PROBLEM DETAILS:
The word to look for is "white". Report every line of the entries below that has it.

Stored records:
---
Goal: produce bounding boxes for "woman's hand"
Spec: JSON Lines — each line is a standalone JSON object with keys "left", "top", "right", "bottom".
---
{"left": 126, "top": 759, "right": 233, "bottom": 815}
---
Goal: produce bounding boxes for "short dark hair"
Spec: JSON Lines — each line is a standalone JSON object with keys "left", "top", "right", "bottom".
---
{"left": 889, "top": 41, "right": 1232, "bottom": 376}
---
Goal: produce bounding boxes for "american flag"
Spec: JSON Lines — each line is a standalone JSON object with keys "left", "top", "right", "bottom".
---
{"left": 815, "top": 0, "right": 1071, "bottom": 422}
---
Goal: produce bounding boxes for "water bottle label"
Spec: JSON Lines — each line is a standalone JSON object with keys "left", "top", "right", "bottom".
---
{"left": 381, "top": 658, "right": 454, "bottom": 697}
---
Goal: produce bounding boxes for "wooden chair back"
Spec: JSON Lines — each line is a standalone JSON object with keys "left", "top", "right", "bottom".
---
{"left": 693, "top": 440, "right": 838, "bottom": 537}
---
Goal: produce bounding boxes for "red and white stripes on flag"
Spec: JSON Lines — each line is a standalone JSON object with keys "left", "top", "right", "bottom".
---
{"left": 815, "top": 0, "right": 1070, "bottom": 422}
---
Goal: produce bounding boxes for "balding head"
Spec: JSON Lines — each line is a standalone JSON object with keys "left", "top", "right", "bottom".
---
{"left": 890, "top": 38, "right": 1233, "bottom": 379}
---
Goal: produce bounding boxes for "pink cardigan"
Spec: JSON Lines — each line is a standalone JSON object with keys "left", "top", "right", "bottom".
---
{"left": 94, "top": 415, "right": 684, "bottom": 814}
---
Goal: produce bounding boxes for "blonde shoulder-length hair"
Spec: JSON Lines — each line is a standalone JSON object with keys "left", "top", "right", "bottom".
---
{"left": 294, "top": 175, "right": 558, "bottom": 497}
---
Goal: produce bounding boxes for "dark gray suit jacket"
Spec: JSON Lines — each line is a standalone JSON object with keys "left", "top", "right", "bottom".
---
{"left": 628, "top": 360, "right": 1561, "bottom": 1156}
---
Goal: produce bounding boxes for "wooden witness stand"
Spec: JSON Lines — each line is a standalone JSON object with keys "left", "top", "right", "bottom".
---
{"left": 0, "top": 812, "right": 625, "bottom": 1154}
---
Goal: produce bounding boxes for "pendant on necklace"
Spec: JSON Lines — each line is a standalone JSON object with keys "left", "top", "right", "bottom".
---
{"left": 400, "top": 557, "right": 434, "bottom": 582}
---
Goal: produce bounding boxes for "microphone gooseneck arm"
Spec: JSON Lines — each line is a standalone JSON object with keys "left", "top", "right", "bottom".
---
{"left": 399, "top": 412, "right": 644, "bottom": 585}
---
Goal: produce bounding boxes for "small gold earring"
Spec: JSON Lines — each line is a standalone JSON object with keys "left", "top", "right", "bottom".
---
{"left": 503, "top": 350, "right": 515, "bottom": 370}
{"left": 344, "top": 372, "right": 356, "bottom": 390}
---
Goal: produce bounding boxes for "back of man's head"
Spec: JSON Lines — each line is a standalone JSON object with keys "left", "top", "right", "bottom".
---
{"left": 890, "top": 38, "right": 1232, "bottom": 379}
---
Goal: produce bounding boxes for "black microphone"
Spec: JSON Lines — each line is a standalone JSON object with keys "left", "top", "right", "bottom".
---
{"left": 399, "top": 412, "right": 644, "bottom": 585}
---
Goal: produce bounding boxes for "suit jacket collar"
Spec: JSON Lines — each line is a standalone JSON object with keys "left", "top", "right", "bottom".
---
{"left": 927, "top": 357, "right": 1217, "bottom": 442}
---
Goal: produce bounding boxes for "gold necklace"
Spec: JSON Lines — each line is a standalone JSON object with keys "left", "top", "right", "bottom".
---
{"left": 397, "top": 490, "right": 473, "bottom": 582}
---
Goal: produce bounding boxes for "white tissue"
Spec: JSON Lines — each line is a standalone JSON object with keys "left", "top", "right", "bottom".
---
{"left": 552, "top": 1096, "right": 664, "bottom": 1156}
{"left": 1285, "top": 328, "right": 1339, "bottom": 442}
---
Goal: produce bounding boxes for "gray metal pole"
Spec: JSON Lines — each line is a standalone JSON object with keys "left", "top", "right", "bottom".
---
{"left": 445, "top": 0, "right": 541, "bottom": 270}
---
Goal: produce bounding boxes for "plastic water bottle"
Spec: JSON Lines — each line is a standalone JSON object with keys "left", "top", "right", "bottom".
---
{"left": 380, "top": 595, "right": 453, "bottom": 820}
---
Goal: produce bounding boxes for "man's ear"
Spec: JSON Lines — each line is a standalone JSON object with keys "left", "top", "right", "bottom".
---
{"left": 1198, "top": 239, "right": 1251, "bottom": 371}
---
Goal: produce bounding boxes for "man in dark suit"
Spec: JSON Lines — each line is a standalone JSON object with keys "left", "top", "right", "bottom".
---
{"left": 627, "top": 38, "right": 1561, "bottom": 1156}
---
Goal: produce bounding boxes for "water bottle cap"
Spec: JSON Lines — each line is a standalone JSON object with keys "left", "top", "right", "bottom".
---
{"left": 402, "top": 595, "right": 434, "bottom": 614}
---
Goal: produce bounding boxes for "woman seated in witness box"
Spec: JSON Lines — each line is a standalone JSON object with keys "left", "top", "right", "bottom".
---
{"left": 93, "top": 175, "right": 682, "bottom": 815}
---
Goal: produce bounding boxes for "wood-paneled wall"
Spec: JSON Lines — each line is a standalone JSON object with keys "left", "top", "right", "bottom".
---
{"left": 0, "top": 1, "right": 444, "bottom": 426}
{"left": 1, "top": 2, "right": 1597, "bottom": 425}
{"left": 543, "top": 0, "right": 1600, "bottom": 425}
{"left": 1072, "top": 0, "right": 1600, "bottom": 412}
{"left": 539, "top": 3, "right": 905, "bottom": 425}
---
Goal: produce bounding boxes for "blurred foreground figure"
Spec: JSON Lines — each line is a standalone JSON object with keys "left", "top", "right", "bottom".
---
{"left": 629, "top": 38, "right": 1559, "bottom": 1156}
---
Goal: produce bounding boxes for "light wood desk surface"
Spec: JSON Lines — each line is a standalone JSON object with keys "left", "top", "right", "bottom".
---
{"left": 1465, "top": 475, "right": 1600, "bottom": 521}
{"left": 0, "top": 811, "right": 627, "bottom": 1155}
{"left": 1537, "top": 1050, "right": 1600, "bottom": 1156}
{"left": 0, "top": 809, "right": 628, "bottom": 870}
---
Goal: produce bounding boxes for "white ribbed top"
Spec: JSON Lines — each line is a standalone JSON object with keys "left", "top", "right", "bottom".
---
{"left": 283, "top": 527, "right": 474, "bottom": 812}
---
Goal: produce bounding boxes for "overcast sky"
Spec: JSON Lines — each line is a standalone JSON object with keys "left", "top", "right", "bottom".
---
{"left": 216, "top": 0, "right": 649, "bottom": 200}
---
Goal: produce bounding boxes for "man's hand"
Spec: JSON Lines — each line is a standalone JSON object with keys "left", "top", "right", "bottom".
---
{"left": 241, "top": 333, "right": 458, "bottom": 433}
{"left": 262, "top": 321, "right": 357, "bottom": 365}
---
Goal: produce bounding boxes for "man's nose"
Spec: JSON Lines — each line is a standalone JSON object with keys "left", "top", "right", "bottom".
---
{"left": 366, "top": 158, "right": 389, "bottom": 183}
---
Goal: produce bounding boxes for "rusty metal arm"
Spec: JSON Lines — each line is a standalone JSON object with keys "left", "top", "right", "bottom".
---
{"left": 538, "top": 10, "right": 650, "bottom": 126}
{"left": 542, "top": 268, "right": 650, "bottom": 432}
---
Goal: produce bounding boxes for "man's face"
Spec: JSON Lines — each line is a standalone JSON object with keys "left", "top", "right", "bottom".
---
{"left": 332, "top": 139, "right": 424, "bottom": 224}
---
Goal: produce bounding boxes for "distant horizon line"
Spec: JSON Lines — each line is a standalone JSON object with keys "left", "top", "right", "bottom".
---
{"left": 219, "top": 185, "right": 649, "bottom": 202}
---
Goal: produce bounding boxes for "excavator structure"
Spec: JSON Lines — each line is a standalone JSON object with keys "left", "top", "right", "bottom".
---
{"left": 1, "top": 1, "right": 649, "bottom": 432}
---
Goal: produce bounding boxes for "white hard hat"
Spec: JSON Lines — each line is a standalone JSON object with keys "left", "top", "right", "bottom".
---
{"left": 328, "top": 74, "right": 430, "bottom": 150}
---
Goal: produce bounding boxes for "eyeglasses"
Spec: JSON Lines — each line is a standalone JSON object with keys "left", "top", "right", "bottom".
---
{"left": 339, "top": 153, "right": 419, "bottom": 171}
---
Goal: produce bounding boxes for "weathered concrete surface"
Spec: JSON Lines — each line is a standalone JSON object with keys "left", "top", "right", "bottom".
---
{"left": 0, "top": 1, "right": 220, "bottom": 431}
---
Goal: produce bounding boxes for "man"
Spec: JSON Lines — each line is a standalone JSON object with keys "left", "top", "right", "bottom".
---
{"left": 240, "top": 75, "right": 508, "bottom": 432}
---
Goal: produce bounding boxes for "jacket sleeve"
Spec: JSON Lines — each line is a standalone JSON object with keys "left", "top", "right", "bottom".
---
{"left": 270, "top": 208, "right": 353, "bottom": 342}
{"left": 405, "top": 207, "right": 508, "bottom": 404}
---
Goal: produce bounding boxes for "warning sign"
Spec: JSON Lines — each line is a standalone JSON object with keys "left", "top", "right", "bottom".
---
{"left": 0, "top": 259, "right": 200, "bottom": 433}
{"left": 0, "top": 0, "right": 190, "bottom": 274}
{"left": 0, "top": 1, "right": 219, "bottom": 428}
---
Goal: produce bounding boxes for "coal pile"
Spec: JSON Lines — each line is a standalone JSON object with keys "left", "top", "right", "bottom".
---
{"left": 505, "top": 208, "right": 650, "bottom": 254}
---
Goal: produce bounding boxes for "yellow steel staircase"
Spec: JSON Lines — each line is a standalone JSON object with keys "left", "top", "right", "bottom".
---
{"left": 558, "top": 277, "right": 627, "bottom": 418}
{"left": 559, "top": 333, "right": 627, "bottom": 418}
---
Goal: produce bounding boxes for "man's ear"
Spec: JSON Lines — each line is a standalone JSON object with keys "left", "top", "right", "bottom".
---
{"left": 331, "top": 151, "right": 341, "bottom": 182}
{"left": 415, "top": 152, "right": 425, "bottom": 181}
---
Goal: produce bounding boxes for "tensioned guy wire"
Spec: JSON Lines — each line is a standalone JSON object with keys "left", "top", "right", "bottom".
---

ANSWER:
Goal: produce bounding boxes for "red and white stripes on flag"
Goal: produce bounding boxes for "white tissue"
Goal: produce bounding boxes for "white ribbed top"
Goal: produce bounding boxes for "white hard hat"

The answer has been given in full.